WHAT THE TASK ASKS →
Reproduce each of the rows below word for word, omitting the pictures.

━━━━━━━━━━

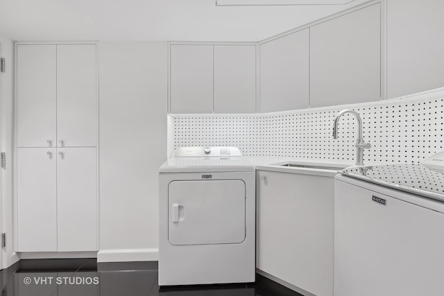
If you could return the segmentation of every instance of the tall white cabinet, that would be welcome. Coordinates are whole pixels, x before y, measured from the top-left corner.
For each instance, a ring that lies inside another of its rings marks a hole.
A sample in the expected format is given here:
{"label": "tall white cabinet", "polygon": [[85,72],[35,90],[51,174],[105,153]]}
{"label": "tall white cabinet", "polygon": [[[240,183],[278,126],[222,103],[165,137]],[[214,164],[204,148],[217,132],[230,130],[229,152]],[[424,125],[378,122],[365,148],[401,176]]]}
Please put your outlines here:
{"label": "tall white cabinet", "polygon": [[444,1],[388,0],[387,98],[444,86]]}
{"label": "tall white cabinet", "polygon": [[96,50],[17,45],[17,252],[97,250]]}
{"label": "tall white cabinet", "polygon": [[310,107],[381,98],[381,4],[310,27]]}

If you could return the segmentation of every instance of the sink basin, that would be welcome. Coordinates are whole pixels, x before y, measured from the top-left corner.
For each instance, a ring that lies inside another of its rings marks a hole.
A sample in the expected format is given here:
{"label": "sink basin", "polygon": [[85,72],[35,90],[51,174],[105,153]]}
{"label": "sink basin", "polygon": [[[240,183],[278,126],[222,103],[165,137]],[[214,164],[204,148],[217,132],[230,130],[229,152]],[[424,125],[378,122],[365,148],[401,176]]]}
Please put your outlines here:
{"label": "sink basin", "polygon": [[339,171],[339,170],[342,170],[343,168],[345,168],[347,167],[345,166],[341,166],[339,164],[334,166],[332,164],[323,166],[322,164],[318,164],[318,165],[302,164],[293,164],[291,162],[287,162],[286,164],[277,164],[276,165],[282,166],[289,166],[292,168],[316,168],[320,170],[329,170],[329,171]]}

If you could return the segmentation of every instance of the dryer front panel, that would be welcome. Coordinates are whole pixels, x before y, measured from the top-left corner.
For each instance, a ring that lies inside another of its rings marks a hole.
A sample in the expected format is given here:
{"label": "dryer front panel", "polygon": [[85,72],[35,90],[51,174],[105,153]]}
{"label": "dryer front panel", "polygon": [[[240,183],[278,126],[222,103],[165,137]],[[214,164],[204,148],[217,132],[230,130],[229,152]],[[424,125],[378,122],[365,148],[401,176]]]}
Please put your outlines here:
{"label": "dryer front panel", "polygon": [[239,180],[173,181],[168,193],[171,245],[241,243],[245,183]]}

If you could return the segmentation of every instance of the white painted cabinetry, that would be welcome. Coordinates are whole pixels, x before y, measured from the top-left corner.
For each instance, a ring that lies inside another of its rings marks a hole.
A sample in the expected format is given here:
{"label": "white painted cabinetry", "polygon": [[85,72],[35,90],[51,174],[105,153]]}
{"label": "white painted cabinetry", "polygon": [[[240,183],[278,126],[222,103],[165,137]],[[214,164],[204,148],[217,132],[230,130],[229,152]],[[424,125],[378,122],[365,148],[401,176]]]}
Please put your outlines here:
{"label": "white painted cabinetry", "polygon": [[388,0],[387,98],[444,86],[444,1]]}
{"label": "white painted cabinetry", "polygon": [[259,177],[257,268],[298,289],[332,296],[333,177],[266,171]]}
{"label": "white painted cabinetry", "polygon": [[17,46],[19,252],[97,250],[96,55]]}
{"label": "white painted cabinetry", "polygon": [[214,45],[214,113],[256,112],[256,46]]}
{"label": "white painted cabinetry", "polygon": [[17,46],[18,147],[55,147],[56,45]]}
{"label": "white painted cabinetry", "polygon": [[309,107],[309,29],[260,45],[260,111]]}
{"label": "white painted cabinetry", "polygon": [[256,46],[171,44],[171,113],[254,113]]}
{"label": "white painted cabinetry", "polygon": [[310,27],[310,107],[381,98],[381,4]]}
{"label": "white painted cabinetry", "polygon": [[58,251],[97,249],[96,148],[57,149]]}
{"label": "white painted cabinetry", "polygon": [[212,113],[213,46],[170,46],[170,112]]}
{"label": "white painted cabinetry", "polygon": [[56,149],[17,148],[18,251],[57,251]]}

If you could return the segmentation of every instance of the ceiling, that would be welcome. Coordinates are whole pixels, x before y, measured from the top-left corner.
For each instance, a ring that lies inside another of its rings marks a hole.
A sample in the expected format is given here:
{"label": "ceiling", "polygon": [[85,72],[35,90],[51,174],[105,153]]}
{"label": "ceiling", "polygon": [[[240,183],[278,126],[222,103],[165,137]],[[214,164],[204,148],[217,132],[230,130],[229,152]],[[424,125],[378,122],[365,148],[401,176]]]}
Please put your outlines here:
{"label": "ceiling", "polygon": [[216,6],[214,0],[0,0],[0,37],[16,41],[259,41],[368,1]]}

━━━━━━━━━━

WRITTEN SOLUTION →
If you could return the segmentation of every instance of the tall white cabinet, that would be welcome. Coordinates are whole pixels, x before y, measured from the top-left corner.
For each instance, a ring that lies inside another of its rings marks a hole.
A sample in the expected format is given here:
{"label": "tall white cabinet", "polygon": [[85,72],[35,90],[51,174],[105,153]]}
{"label": "tall white cabinet", "polygon": [[[240,183],[278,126],[222,103],[165,137]],[[214,164],[204,148],[217,132],[230,130],[229,152]],[[424,125],[378,122],[365,148],[401,176]]]}
Please put your outlines here:
{"label": "tall white cabinet", "polygon": [[444,1],[388,0],[387,98],[444,86]]}
{"label": "tall white cabinet", "polygon": [[96,50],[17,45],[17,252],[97,250]]}
{"label": "tall white cabinet", "polygon": [[310,107],[381,98],[381,4],[310,27]]}

If you could return the segmentation of every instance of the sink basin, that would be welcome. Coordinates are whole pixels, x before y, measured from the top-left corner.
For each instance, a ring that lies inside another of its rings marks a hole.
A sample in the expected format is given here:
{"label": "sink basin", "polygon": [[85,72],[35,90],[51,174],[105,153]]}
{"label": "sink basin", "polygon": [[[240,183],[278,126],[222,103],[165,137]],[[214,164],[204,148],[217,132],[230,130],[229,152]],[[424,125],[378,122],[365,148],[401,176]]]}
Please put your outlines here:
{"label": "sink basin", "polygon": [[339,171],[339,170],[342,170],[343,168],[345,168],[347,167],[345,166],[341,166],[339,164],[334,166],[332,164],[323,166],[322,164],[318,164],[318,165],[302,164],[293,164],[291,162],[287,162],[286,164],[277,164],[276,165],[282,166],[289,166],[292,168],[316,168],[320,170],[329,170],[329,171]]}

If you could return the segmentation of every instance of the dryer front panel, that would be welcome. Coordinates are whole pixels, x before y, measured from the top-left corner.
For each instance, a ring that lies inside another of its rings marks a hole.
A sample in the expected format is given here:
{"label": "dryer front panel", "polygon": [[85,72],[35,90],[51,174],[105,153]]}
{"label": "dryer front panel", "polygon": [[[240,183],[278,126],[222,103],[165,137]],[[214,164],[204,148],[217,132],[230,130],[229,152]],[[424,125],[378,122],[365,148],[401,176]]]}
Please put your outlines here:
{"label": "dryer front panel", "polygon": [[239,180],[173,181],[168,193],[171,245],[241,243],[245,183]]}

If you could return the segmentation of every instance of the white painted cabinetry, that would be welcome. Coordinates are whole pixels, x before y, measured from the top-left corner.
For each instance, a ring that lies inside another of its rings marks a hole.
A sample in the expected format is given here:
{"label": "white painted cabinetry", "polygon": [[85,72],[35,90],[51,174],[105,153]]}
{"label": "white painted cabinetry", "polygon": [[[240,183],[278,126],[222,103],[165,137]],[[214,164],[204,148],[217,132],[230,130],[229,152]],[[424,125],[378,122],[365,148],[401,176]]]}
Please put your outlines here:
{"label": "white painted cabinetry", "polygon": [[388,0],[387,98],[444,86],[444,1]]}
{"label": "white painted cabinetry", "polygon": [[259,177],[257,268],[298,289],[332,296],[333,177],[266,171]]}
{"label": "white painted cabinetry", "polygon": [[17,46],[19,252],[97,250],[96,55]]}
{"label": "white painted cabinetry", "polygon": [[214,45],[214,113],[256,112],[256,46]]}
{"label": "white painted cabinetry", "polygon": [[17,46],[18,147],[55,147],[56,45]]}
{"label": "white painted cabinetry", "polygon": [[309,107],[309,29],[260,45],[260,111]]}
{"label": "white painted cabinetry", "polygon": [[256,46],[171,44],[171,113],[254,113]]}
{"label": "white painted cabinetry", "polygon": [[310,27],[310,107],[381,98],[381,4]]}
{"label": "white painted cabinetry", "polygon": [[58,251],[97,249],[96,148],[57,149]]}
{"label": "white painted cabinetry", "polygon": [[212,113],[213,46],[170,46],[170,112]]}
{"label": "white painted cabinetry", "polygon": [[56,149],[17,148],[18,251],[57,251]]}

If you could return the segmentation of every instance of the ceiling, that would be welcome. Coordinates are whole pixels, x before y, measured from the top-left corner.
For each instance, a ring that lies inside another of its rings marks a hole.
A sample in the expected format is given here:
{"label": "ceiling", "polygon": [[85,72],[35,90],[51,174],[105,153]]}
{"label": "ceiling", "polygon": [[[240,183],[278,126],[222,103],[165,137]],[[214,164],[204,148],[217,132],[230,130],[229,152]],[[424,125],[378,122],[365,148],[401,176]]]}
Please put your outlines here:
{"label": "ceiling", "polygon": [[216,6],[214,0],[0,0],[0,37],[16,41],[259,41],[368,1]]}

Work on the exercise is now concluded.